BRIEF 1 | In the thread on Tarantool, what was Tarantool originally created to do?

--- DOCUMENT SEGMENT ---

Is Tarantool just a cache? - database

Like the title says - is it just a cache? What about persistence? What about storing on disk?
A lot of times there can be a wrong idea that Tarantool is just a different version of Memcached.

A simple answer - Tarantool is not just a cache. Historically it was created to cache hot data for a social network, yes. But since then 10 years have passed and a lot have changed in Tarantool.
Tarantool is an in-memory data platform. Sounds fancy, but in simpler terms it is an in-memory DB + a built-in Lua application server.
Tarantool is a multi paradigm DB: it supports key-value, document and relational models.
It is fully persistent. There a regular snapshots to disk and there is a WAL.
You can have as many secondary indexes as you want.
You can write stored procedures in Lua
Tarantool supports sync and async replication and sharding out of the box

Related

When to Redis? When to Tarantool?

I do not want to get a detailed comparison. Neither do I want to define 'what is the best or fastest' in-memory DB.
They are both similar, so I want to get an overview of critical differences.
So what are they?
Let me be the one to offer a solution to the question above, I did a little research. From my point of view, these are the most critical things to know about them.
Overall
both are extremely fast in-memory technologies
open-source and Enterprise versions
store all the data in-memory
offer RPS of 10 000 and greater
Persistence: they both snapshot data to disk
Support async replication
Redis is a key-value storage
Tarantool supports key-value, but also supports documents and relational model
Why Redis is preferable
easier to get started
more Information on the Internet (look ant the number of question here, for example)
a simplier technology overall
more people are familiar with it
Why Tarantool is preferable
supports secondary indexes
supports iteration over indexes
has a UI for cluster administration
has an app-server onboard by default
Conclusion
Redis is a great caching solution. Not recommended to use it as a main storage
Tarantool is a multi parading DB. Can be used as a main storage
Redis has a lower entry barrier
Tarantool has a higher ceiling as a solution (relational model, distributed NoSQL storage, queues)

Using etcd as primary store/database?

Can etcd be used as reliable database replacement? Since it is distributed and stores key/value pairs in a persistent way, it would be a great alternative nosql database. In addition, it has a great API. Can someone explain why this is not a thing?
etcd
etcd is a highly available key-value store which Kubernetes uses for persistent storage of all of its objects like deployment, pod, service information.
etcd has high access control, that it can be accessed only using API in master node. Nodes in the cluster other than master do not have access to etcd store.
nosql database
There are currently more than than 255 nosql databases, which can be broadly classified into Key-Value based, Column based, Document based and Graph based. Considering etcd as an key-value store, lets see the available nosql key-value data stores.
Redis, memcached and memcacheDB are popular key-value stores. These are general-purpose distributed memory caching system often used to speed up dynamic database-driven websites by caching data and objects in memory.
Why etcd not an alternative
etcd cannot be stored in memory(ram) they can only be persisted in disk storage, whereas redis can be cached in ram and can also be persisted in disk.
etcd does not have various data types. It is made to store only kubernetes objects. But redis and other key-value stores have data-type flexibility.
etcd guarantees only high availabilty, but does not give you the fast querying and indexing. All the nosql key-value stores are built with the goal of fast querying and searching.

---

BRIEF 2 | Give the number of lines in the listing below that contain the string "window", with case counting. Reply with the number only.

--- DATA ENTRIES ---

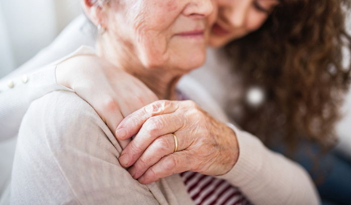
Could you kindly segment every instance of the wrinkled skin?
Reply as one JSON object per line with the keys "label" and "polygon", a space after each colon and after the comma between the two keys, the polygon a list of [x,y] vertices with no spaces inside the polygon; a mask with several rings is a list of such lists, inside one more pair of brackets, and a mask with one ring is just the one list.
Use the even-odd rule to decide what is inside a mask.
{"label": "wrinkled skin", "polygon": [[[138,8],[139,9],[142,8],[140,7],[146,6],[144,4],[145,3],[142,3],[141,1],[134,1],[134,3],[138,3],[138,2],[140,3]],[[214,47],[224,46],[231,41],[245,36],[258,29],[268,18],[274,7],[278,4],[278,0],[217,0],[216,2],[219,7],[219,11],[218,19],[216,24],[219,25],[222,29],[226,30],[227,32],[221,34],[216,33],[214,29],[212,30],[209,35],[209,43],[211,46]],[[174,9],[174,5],[167,5],[165,1],[162,1],[162,4],[160,5],[166,6],[169,9],[171,8]],[[191,10],[191,8],[189,9]],[[117,15],[115,14],[115,15]],[[109,17],[110,21],[113,20],[113,16]],[[130,16],[129,17],[129,19],[131,19],[133,17]],[[134,27],[135,32],[134,33],[137,36],[142,34],[143,32],[146,32],[144,31],[142,32],[141,31],[142,29],[145,29],[145,27],[147,26],[147,24],[152,23],[147,21],[143,21],[142,19],[141,19],[138,22],[139,23],[136,23]],[[121,23],[126,24],[127,22],[121,22]],[[143,24],[144,24],[143,26],[138,26],[143,25]],[[146,24],[146,26],[145,24]],[[97,25],[97,24],[96,24]],[[106,25],[105,26],[106,26]],[[159,25],[159,26],[162,26],[162,25]],[[177,28],[177,29],[181,28],[182,27],[181,24],[176,26],[174,28]],[[158,27],[159,25],[155,24],[154,26]],[[115,29],[112,28],[112,31],[113,31],[114,29]],[[116,29],[118,30],[118,29]],[[171,32],[171,30],[168,30],[167,32],[169,33],[170,31]],[[119,32],[121,33],[120,31]],[[127,31],[125,32],[127,32]],[[121,38],[125,38],[125,37],[130,37],[130,35],[128,34],[128,33],[124,34],[125,36],[122,36]],[[122,33],[121,35],[123,35],[123,34]],[[151,31],[148,33],[148,35],[152,37],[152,35],[157,35],[157,34]],[[166,35],[164,36],[167,37],[167,35]],[[154,43],[148,41],[149,39],[148,38],[141,38],[140,40],[141,41],[145,40],[144,45],[152,45],[154,47],[155,45]],[[178,40],[179,41],[180,40]],[[148,65],[151,68],[157,67],[156,66],[162,62],[154,61],[155,60],[159,61],[160,59],[163,61],[169,61],[169,54],[173,52],[168,53],[164,52],[165,49],[168,46],[166,43],[165,41],[156,42],[155,43],[160,46],[158,47],[159,50],[147,50],[148,48],[151,47],[150,46],[137,48],[138,50],[142,51],[139,52],[139,53],[144,53],[146,55],[143,56],[145,58],[140,58],[142,63],[140,63],[140,65],[143,64]],[[177,45],[180,43],[180,42],[176,43],[174,42],[169,45]],[[194,47],[191,48],[194,48]],[[174,47],[174,48],[179,49],[177,47]],[[143,49],[146,49],[146,51],[142,52]],[[195,51],[190,49],[187,49],[187,51],[192,54],[195,53]],[[117,51],[117,52],[118,51]],[[158,55],[162,56],[162,58],[152,58],[152,56],[157,55],[156,55],[157,52]],[[182,55],[189,55],[189,54],[184,52],[180,53],[178,51],[175,52]],[[203,55],[201,55],[198,56],[199,57],[199,61],[192,61],[192,62],[199,62],[203,60],[202,58]],[[57,70],[58,83],[72,88],[78,95],[89,102],[95,109],[100,117],[109,126],[111,131],[113,131],[113,132],[123,117],[140,107],[157,99],[158,98],[156,95],[151,92],[150,89],[145,86],[139,80],[124,72],[122,69],[120,69],[120,72],[115,72],[115,70],[114,72],[113,71],[114,69],[117,69],[116,65],[117,67],[123,68],[124,66],[126,66],[126,65],[116,63],[112,65],[107,63],[106,60],[99,59],[97,57],[91,58],[89,60],[87,58],[74,57],[71,61],[75,61],[75,62],[71,62],[70,63],[66,64],[65,66],[60,67],[60,68],[66,67],[66,69],[62,68],[60,69],[58,67]],[[181,58],[182,57],[180,56],[179,58],[181,59]],[[94,62],[93,62],[94,61]],[[89,66],[84,66],[85,62],[88,62],[86,65],[89,65]],[[177,61],[175,62],[177,62]],[[178,60],[178,63],[180,64],[184,63],[185,61]],[[186,65],[187,66],[190,65],[189,64]],[[82,66],[77,66],[77,65]],[[195,66],[195,65],[192,66]],[[73,69],[74,68],[75,69]],[[79,68],[82,69],[80,69]],[[89,72],[86,72],[87,68],[89,68]],[[104,75],[103,75],[103,74]],[[99,83],[96,83],[96,82],[99,82]],[[133,86],[130,86],[130,85],[133,85]],[[149,88],[152,87],[151,84],[148,86]],[[157,85],[155,87],[157,87]],[[126,88],[128,88],[128,92],[125,92]],[[135,99],[137,100],[135,100]],[[190,114],[191,113],[189,113],[190,110],[185,109],[187,107],[184,105],[184,104],[180,102],[174,102],[174,103],[179,103],[178,106],[185,109],[183,113],[178,113],[177,111],[173,112],[173,115],[172,116],[177,116],[176,113],[178,113],[177,114],[178,115],[177,119],[170,120],[165,119],[166,117],[163,117],[164,119],[161,121],[163,123],[162,124],[162,126],[161,126],[159,123],[157,124],[158,125],[158,127],[156,128],[153,128],[152,126],[155,125],[151,126],[150,125],[149,121],[151,119],[153,118],[150,117],[160,115],[159,113],[153,113],[149,114],[148,119],[144,119],[145,122],[144,124],[140,124],[142,123],[142,121],[138,122],[136,121],[133,122],[134,124],[131,124],[132,125],[137,124],[140,127],[144,127],[142,130],[145,130],[144,131],[145,134],[146,134],[146,133],[148,131],[149,132],[155,132],[154,129],[156,129],[158,130],[159,135],[157,136],[158,137],[155,137],[153,135],[153,136],[150,137],[152,139],[156,138],[152,143],[150,142],[150,138],[145,137],[145,142],[139,140],[139,142],[138,143],[143,145],[143,148],[139,147],[138,148],[146,150],[144,153],[140,151],[140,149],[133,150],[133,146],[136,147],[135,145],[133,145],[133,144],[135,144],[136,141],[133,142],[134,140],[132,141],[132,142],[130,143],[130,145],[123,152],[123,153],[126,153],[130,152],[130,153],[128,154],[131,154],[131,162],[126,166],[132,165],[133,162],[136,162],[129,169],[129,171],[134,175],[134,178],[139,178],[141,182],[146,183],[161,178],[162,177],[162,176],[167,175],[170,173],[175,173],[177,170],[180,171],[181,170],[186,170],[184,169],[185,167],[184,166],[187,164],[185,165],[183,162],[182,162],[184,161],[187,162],[189,164],[193,165],[191,167],[187,167],[188,169],[186,169],[187,170],[199,171],[205,174],[212,173],[213,175],[225,173],[229,170],[229,167],[232,167],[235,163],[236,158],[237,158],[238,154],[239,147],[236,140],[233,140],[235,138],[235,136],[233,131],[225,125],[209,116],[197,106],[194,106],[192,109],[194,113],[191,114]],[[135,113],[137,113],[137,112]],[[185,113],[188,114],[185,115]],[[134,114],[137,114],[134,113],[132,115]],[[171,116],[170,115],[163,115],[169,117]],[[194,116],[196,116],[197,117],[194,117]],[[126,119],[131,118],[132,118],[129,116]],[[125,122],[126,120],[124,120],[123,122]],[[161,160],[162,161],[170,163],[172,164],[170,165],[174,165],[174,168],[172,170],[169,170],[169,168],[167,168],[169,166],[165,166],[163,167],[165,170],[162,170],[162,167],[154,164],[156,163],[155,159],[151,160],[147,158],[149,157],[149,156],[148,157],[148,154],[153,153],[161,153],[162,154],[158,154],[157,157],[156,157],[156,159],[159,159],[161,157],[163,156],[160,156],[160,155],[167,152],[169,152],[169,154],[173,151],[174,139],[172,135],[169,134],[173,132],[167,132],[169,127],[173,127],[175,126],[173,124],[174,122],[177,122],[177,120],[183,120],[184,122],[187,122],[186,126],[185,125],[182,128],[175,130],[173,131],[176,131],[177,136],[179,138],[180,143],[179,150],[181,150],[181,146],[183,146],[182,148],[183,148],[184,150],[182,151],[188,153],[189,155],[188,156],[183,156],[185,159],[182,160],[182,161],[176,161],[177,159],[181,158],[180,155],[183,154],[179,154],[178,152],[180,152],[174,154],[169,154],[169,156],[167,158],[170,158],[171,160],[165,161],[165,159],[164,159],[166,157],[164,157]],[[168,124],[166,124],[167,122],[168,122]],[[139,124],[136,124],[137,122]],[[124,123],[125,123],[125,122]],[[122,126],[122,125],[123,124],[121,124],[118,127]],[[126,127],[128,128],[129,127]],[[137,127],[137,126],[135,127]],[[136,129],[135,127],[133,129]],[[135,130],[132,129],[131,130],[133,130],[133,132],[136,134],[137,132]],[[163,133],[163,135],[161,135],[161,133]],[[138,134],[141,136],[142,134]],[[148,135],[150,136],[149,133]],[[139,135],[137,134],[137,136]],[[228,137],[223,136],[228,136]],[[122,137],[123,139],[126,138],[127,137]],[[119,141],[122,147],[124,148],[130,141],[130,140],[131,138],[129,137],[126,141],[123,141],[124,143],[121,143],[122,141],[120,140]],[[193,143],[190,143],[190,142],[192,142]],[[147,145],[149,145],[152,146],[147,148]],[[223,145],[227,145],[227,147]],[[184,148],[185,147],[186,148]],[[228,147],[230,147],[230,148]],[[137,148],[137,149],[138,148]],[[143,153],[144,153],[143,154]],[[180,155],[180,157],[178,157],[178,155]],[[191,158],[191,161],[189,161],[189,158]],[[188,159],[186,160],[187,159]],[[217,159],[217,162],[216,162],[216,159]],[[151,161],[152,163],[150,162]],[[147,163],[143,162],[147,162]],[[222,164],[220,164],[220,166],[218,166],[219,163],[218,162],[222,162]],[[225,162],[228,162],[225,163]],[[174,163],[175,165],[174,165]],[[207,164],[207,167],[204,164]],[[213,167],[215,166],[218,166],[218,167],[221,168],[218,168],[218,169],[214,169]],[[178,166],[179,168],[178,168]],[[152,172],[153,169],[155,168],[152,168],[154,167],[158,167],[158,169],[155,170],[155,171],[157,171],[157,173],[158,175],[155,174],[155,172],[154,173]],[[149,171],[149,170],[150,171]],[[153,173],[153,174],[152,175],[150,173]],[[142,176],[140,177],[141,176]]]}
{"label": "wrinkled skin", "polygon": [[[174,153],[172,133],[178,139]],[[234,132],[190,100],[157,101],[129,115],[116,136],[125,140],[134,135],[119,161],[131,166],[128,171],[142,183],[187,170],[222,175],[239,154]]]}

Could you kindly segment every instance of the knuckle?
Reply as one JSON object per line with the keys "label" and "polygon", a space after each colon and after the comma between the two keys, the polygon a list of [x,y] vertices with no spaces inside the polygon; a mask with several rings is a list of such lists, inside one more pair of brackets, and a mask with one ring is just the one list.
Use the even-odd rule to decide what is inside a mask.
{"label": "knuckle", "polygon": [[158,130],[163,127],[163,122],[158,117],[151,117],[146,122],[146,128],[150,134],[152,135],[156,134]]}
{"label": "knuckle", "polygon": [[129,149],[131,151],[131,152],[133,153],[140,153],[142,151],[142,150],[141,148],[138,146],[137,145],[135,144],[135,143],[133,143],[133,141],[132,140],[131,142],[129,143]]}
{"label": "knuckle", "polygon": [[138,160],[135,162],[135,167],[137,169],[142,169],[147,166],[147,162],[149,160],[147,159],[145,159],[144,157],[141,157],[138,159]]}
{"label": "knuckle", "polygon": [[148,177],[149,178],[153,178],[156,177],[157,175],[157,173],[151,167],[148,170]]}
{"label": "knuckle", "polygon": [[167,171],[172,170],[178,164],[175,156],[170,156],[165,162],[165,169]]}
{"label": "knuckle", "polygon": [[191,108],[198,108],[198,104],[195,103],[195,102],[188,100],[186,101],[186,103]]}
{"label": "knuckle", "polygon": [[154,142],[155,147],[159,150],[160,152],[164,153],[167,152],[171,147],[169,141],[167,140],[165,137],[158,137]]}

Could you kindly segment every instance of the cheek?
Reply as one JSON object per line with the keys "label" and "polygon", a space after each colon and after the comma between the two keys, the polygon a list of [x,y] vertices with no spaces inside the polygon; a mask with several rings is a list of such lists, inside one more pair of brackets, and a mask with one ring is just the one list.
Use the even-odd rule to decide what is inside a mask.
{"label": "cheek", "polygon": [[130,35],[142,64],[147,67],[157,67],[168,58],[170,27],[180,12],[180,7],[173,0],[141,2],[127,15],[129,25],[132,25]]}

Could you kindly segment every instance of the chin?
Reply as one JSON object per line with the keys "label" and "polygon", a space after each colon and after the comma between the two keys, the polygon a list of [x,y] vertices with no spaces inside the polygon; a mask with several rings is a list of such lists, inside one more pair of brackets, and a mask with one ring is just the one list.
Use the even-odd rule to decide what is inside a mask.
{"label": "chin", "polygon": [[209,40],[209,46],[215,49],[223,47],[227,44],[227,41],[221,39],[221,38],[212,36]]}
{"label": "chin", "polygon": [[184,59],[184,61],[179,62],[179,67],[185,71],[190,72],[204,65],[206,60],[206,53],[197,55],[189,54]]}

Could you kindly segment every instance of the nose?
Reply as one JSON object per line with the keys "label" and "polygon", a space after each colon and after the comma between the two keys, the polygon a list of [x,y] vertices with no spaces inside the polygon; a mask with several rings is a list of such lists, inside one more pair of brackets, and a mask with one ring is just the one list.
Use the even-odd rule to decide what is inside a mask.
{"label": "nose", "polygon": [[214,12],[214,0],[190,0],[184,14],[195,18],[208,17]]}
{"label": "nose", "polygon": [[250,9],[251,1],[239,0],[232,3],[226,16],[228,21],[233,27],[242,28],[245,27],[248,13]]}

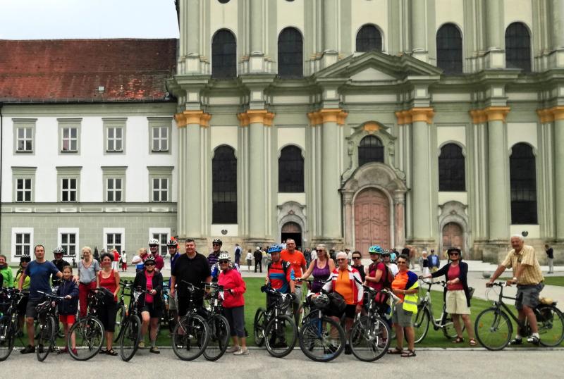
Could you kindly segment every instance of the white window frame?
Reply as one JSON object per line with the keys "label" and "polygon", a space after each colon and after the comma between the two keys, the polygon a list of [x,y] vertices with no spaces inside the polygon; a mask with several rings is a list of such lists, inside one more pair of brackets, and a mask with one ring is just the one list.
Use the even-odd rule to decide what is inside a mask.
{"label": "white window frame", "polygon": [[[68,251],[68,249],[65,248],[65,256],[72,256],[72,257],[77,257],[80,256],[79,251],[80,248],[80,240],[79,240],[79,228],[59,228],[57,229],[57,246],[63,247],[63,234],[74,234],[75,235],[75,254],[71,254],[70,252]],[[67,246],[70,245],[70,244],[66,244]]]}
{"label": "white window frame", "polygon": [[20,255],[16,255],[16,235],[18,234],[30,235],[30,256],[33,257],[33,247],[35,246],[33,244],[33,228],[12,228],[12,252],[11,254],[12,262],[15,262],[21,256]]}
{"label": "white window frame", "polygon": [[[108,241],[108,235],[116,235],[121,234],[121,251],[125,250],[125,228],[104,228],[103,231],[104,235],[104,240],[102,241],[102,246],[104,247],[104,249],[106,250],[106,252],[109,251],[108,248],[107,241]],[[114,244],[115,245],[115,244]],[[120,252],[121,252],[120,251]]]}

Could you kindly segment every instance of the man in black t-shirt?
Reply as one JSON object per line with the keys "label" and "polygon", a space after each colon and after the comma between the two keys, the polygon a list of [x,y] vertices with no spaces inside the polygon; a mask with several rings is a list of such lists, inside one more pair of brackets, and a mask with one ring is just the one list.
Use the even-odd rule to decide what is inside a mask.
{"label": "man in black t-shirt", "polygon": [[[208,266],[207,259],[196,251],[196,242],[188,238],[185,242],[185,254],[182,254],[174,263],[174,268],[171,272],[171,296],[178,290],[176,295],[178,302],[178,316],[183,316],[188,310],[190,292],[188,286],[183,280],[194,285],[198,288],[203,288],[202,282],[212,281],[212,271]],[[197,306],[204,304],[203,294],[198,292],[194,298]]]}

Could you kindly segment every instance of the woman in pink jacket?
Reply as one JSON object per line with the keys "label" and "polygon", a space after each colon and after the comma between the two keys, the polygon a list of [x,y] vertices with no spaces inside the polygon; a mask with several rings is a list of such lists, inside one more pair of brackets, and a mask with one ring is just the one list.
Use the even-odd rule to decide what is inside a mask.
{"label": "woman in pink jacket", "polygon": [[228,253],[219,254],[218,263],[221,272],[217,284],[223,286],[223,316],[229,321],[233,339],[233,345],[228,352],[235,355],[247,355],[249,350],[245,339],[245,298],[243,296],[247,288],[241,274],[231,267],[231,261]]}

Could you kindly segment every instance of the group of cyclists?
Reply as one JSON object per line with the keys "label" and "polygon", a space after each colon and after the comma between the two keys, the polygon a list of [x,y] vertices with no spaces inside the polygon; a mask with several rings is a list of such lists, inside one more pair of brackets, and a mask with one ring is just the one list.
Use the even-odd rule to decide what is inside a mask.
{"label": "group of cyclists", "polygon": [[[510,252],[503,263],[500,265],[489,285],[505,268],[513,267],[515,274],[511,282],[520,285],[520,278],[522,284],[518,286],[518,289],[526,295],[517,304],[520,319],[529,319],[529,311],[537,305],[534,299],[538,299],[538,292],[542,286],[542,277],[541,274],[539,274],[540,269],[534,254],[531,254],[527,247],[524,249],[522,238],[512,237],[511,242],[514,249]],[[228,350],[226,342],[219,343],[220,345],[225,345],[221,347],[223,351],[221,354],[226,351],[236,355],[249,354],[246,346],[243,297],[246,286],[238,265],[232,263],[230,254],[221,250],[222,244],[221,240],[214,240],[212,253],[205,256],[196,251],[196,243],[193,240],[185,241],[185,254],[178,251],[178,244],[176,240],[168,241],[167,249],[170,254],[171,271],[168,283],[164,282],[161,273],[164,264],[163,257],[159,254],[159,240],[152,239],[149,241],[148,251],[145,249],[140,249],[137,255],[133,258],[137,273],[130,285],[131,288],[142,291],[143,294],[133,302],[132,292],[130,306],[136,307],[135,313],[140,315],[141,323],[138,342],[135,342],[136,349],[145,348],[145,336],[148,332],[149,352],[159,354],[160,352],[157,338],[159,324],[164,313],[173,315],[168,319],[171,323],[177,323],[178,316],[190,314],[192,308],[204,309],[206,292],[209,292],[212,283],[216,283],[215,288],[220,289],[221,292],[221,316],[226,319],[228,335],[232,337],[231,347]],[[100,350],[100,353],[118,355],[112,344],[114,342],[115,327],[123,321],[120,318],[123,318],[123,315],[118,316],[117,313],[121,306],[118,294],[123,286],[121,285],[123,282],[118,270],[112,267],[114,257],[110,254],[104,254],[101,256],[99,263],[93,259],[92,249],[85,247],[82,249],[82,256],[78,263],[78,272],[75,275],[71,266],[63,259],[64,251],[57,247],[53,252],[54,259],[52,261],[46,260],[44,247],[39,244],[34,249],[35,260],[31,261],[29,256],[20,259],[15,284],[18,290],[26,295],[21,297],[17,312],[19,325],[22,328],[25,321],[28,340],[28,344],[20,352],[27,354],[36,351],[34,323],[37,318],[38,305],[44,299],[44,294],[51,294],[54,289],[56,294],[62,299],[58,305],[59,321],[63,325],[70,352],[75,353],[77,347],[75,336],[73,334],[69,335],[69,330],[77,319],[87,315],[89,294],[99,292],[102,294],[104,301],[97,304],[99,309],[97,317],[104,326],[106,340],[106,347]],[[325,316],[338,323],[343,328],[345,337],[343,349],[345,354],[355,354],[359,358],[355,348],[355,344],[360,344],[361,339],[359,335],[362,333],[352,333],[351,330],[357,330],[357,323],[362,324],[361,319],[365,322],[368,316],[370,323],[383,324],[379,331],[375,333],[376,337],[370,337],[374,341],[367,347],[369,350],[374,350],[374,356],[376,355],[376,351],[380,350],[384,345],[386,346],[386,350],[388,354],[398,354],[402,357],[415,356],[414,323],[417,323],[417,319],[419,282],[423,278],[409,270],[409,256],[397,256],[395,257],[396,263],[393,263],[391,259],[391,251],[378,245],[372,246],[368,251],[372,263],[364,268],[360,263],[362,254],[359,251],[353,252],[351,256],[341,251],[336,254],[333,260],[331,259],[327,247],[320,244],[316,247],[315,252],[317,257],[307,265],[304,255],[296,249],[295,242],[291,239],[286,241],[286,247],[275,244],[268,249],[270,261],[263,288],[263,292],[269,294],[266,296],[265,314],[270,314],[268,313],[268,309],[280,306],[276,300],[278,297],[273,294],[286,295],[289,306],[285,311],[293,316],[291,322],[295,324],[295,335],[298,335],[298,330],[305,326],[308,317],[305,309],[312,311],[317,308],[322,309]],[[513,259],[514,256],[522,255],[524,252],[526,261],[521,262],[517,258]],[[461,261],[461,251],[458,249],[449,249],[448,255],[448,264],[432,275],[427,275],[425,278],[445,275],[447,311],[452,316],[456,331],[456,338],[453,342],[464,342],[462,335],[463,324],[469,335],[469,343],[474,346],[477,342],[469,317],[471,295],[467,279],[467,264]],[[349,264],[350,261],[352,264]],[[517,264],[517,262],[520,264]],[[140,263],[142,264],[140,265]],[[518,266],[522,268],[516,268]],[[308,280],[310,278],[312,280]],[[523,282],[534,280],[539,280],[539,282]],[[305,288],[305,282],[307,283],[307,289],[302,292],[302,287]],[[257,315],[258,313],[257,311]],[[371,316],[372,313],[375,316]],[[462,323],[460,323],[460,318]],[[311,317],[307,318],[307,321],[312,323]],[[528,340],[538,344],[539,336],[536,330],[536,323],[532,320],[529,321],[532,333]],[[276,324],[275,322],[273,328],[281,329],[287,326],[280,323]],[[286,321],[283,323],[289,322]],[[260,340],[267,337],[267,333],[261,329],[259,323],[255,317],[255,341],[257,338]],[[329,321],[319,323],[319,328],[328,323]],[[190,334],[188,333],[190,327],[186,326],[185,330],[183,330],[183,327],[180,326],[180,330],[177,330],[179,335],[184,337]],[[387,347],[394,334],[391,329],[392,326],[396,337],[396,345],[388,350]],[[334,329],[335,327],[332,328]],[[210,329],[212,338],[214,333],[217,337],[217,330],[214,330],[214,328]],[[23,330],[20,329],[17,333],[21,336]],[[262,334],[259,335],[260,333]],[[283,333],[280,330],[274,333],[266,344],[267,348],[271,347],[273,352],[276,347],[287,349],[288,342],[283,336],[281,337]],[[301,337],[302,333],[299,334]],[[403,349],[404,335],[407,342],[407,349]],[[224,337],[228,339],[228,335]],[[329,341],[322,349],[326,354],[324,358],[319,360],[329,360],[334,357],[337,350],[340,352],[341,349],[337,349],[336,345],[333,346],[336,339],[334,330],[330,330],[325,334],[319,332],[317,338]],[[521,335],[517,332],[511,343],[519,344],[520,341]],[[207,342],[204,344],[207,344]],[[300,347],[301,342],[300,340]],[[173,346],[175,352],[182,345],[182,343],[175,341],[173,344],[178,345]],[[188,347],[183,347],[185,349],[190,349],[190,342],[188,344]],[[314,350],[312,346],[310,344],[309,347],[310,353]],[[293,347],[291,346],[290,349]],[[37,347],[38,349],[45,348],[44,346]],[[269,351],[271,352],[271,349]],[[65,348],[60,352],[69,352]],[[310,356],[308,354],[307,355]],[[178,356],[182,358],[180,355]]]}

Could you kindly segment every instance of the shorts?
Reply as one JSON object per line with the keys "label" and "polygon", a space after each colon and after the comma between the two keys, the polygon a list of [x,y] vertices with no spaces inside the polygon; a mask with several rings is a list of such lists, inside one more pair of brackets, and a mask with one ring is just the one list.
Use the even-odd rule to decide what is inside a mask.
{"label": "shorts", "polygon": [[76,315],[74,314],[60,314],[59,321],[63,324],[72,325],[76,321]]}
{"label": "shorts", "polygon": [[541,282],[536,285],[517,285],[517,299],[515,308],[523,309],[523,306],[534,308],[539,305],[539,295],[544,288],[544,283]]}
{"label": "shorts", "polygon": [[450,314],[470,314],[464,290],[446,292],[446,313]]}
{"label": "shorts", "polygon": [[413,326],[413,323],[411,322],[412,316],[413,312],[403,310],[403,303],[397,304],[392,315],[392,323],[402,328]]}
{"label": "shorts", "polygon": [[145,305],[139,309],[139,312],[149,312],[151,318],[160,318],[163,316],[162,308],[157,308],[154,303],[145,303]]}

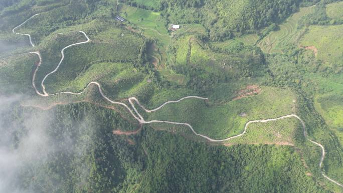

---

EXERCISE SOLUTION 1 | It was created to cache hot data for a social network.

EXERCISE SOLUTION 2 | 4